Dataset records
※
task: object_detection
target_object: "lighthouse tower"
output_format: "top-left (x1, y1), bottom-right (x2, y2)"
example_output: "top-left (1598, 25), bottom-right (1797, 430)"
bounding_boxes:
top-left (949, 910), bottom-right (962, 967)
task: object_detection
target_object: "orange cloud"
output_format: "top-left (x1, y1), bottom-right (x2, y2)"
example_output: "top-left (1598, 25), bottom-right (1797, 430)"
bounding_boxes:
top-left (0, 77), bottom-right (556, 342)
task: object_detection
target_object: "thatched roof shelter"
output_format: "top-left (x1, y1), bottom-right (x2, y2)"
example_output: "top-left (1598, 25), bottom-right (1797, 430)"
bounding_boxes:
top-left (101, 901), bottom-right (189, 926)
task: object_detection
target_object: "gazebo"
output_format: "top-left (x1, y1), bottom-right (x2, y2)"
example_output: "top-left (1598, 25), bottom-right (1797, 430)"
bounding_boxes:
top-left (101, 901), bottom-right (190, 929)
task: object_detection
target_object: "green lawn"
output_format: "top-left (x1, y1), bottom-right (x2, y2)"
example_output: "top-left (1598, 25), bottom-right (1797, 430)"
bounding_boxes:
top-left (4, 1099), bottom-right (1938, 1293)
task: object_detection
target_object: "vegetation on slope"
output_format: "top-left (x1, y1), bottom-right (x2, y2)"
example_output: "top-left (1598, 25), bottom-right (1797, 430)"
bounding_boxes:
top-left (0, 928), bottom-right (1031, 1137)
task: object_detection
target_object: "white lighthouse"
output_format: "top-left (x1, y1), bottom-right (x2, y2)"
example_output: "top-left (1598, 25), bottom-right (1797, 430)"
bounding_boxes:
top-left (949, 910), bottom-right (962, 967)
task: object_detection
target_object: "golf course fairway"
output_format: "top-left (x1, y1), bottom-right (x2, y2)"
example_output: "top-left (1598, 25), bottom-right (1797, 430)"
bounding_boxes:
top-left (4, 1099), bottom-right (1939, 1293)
※
* What you have to do: Report the number of lines in these entries that hold the word "lighthouse". Add nothing else.

* Completed task: 2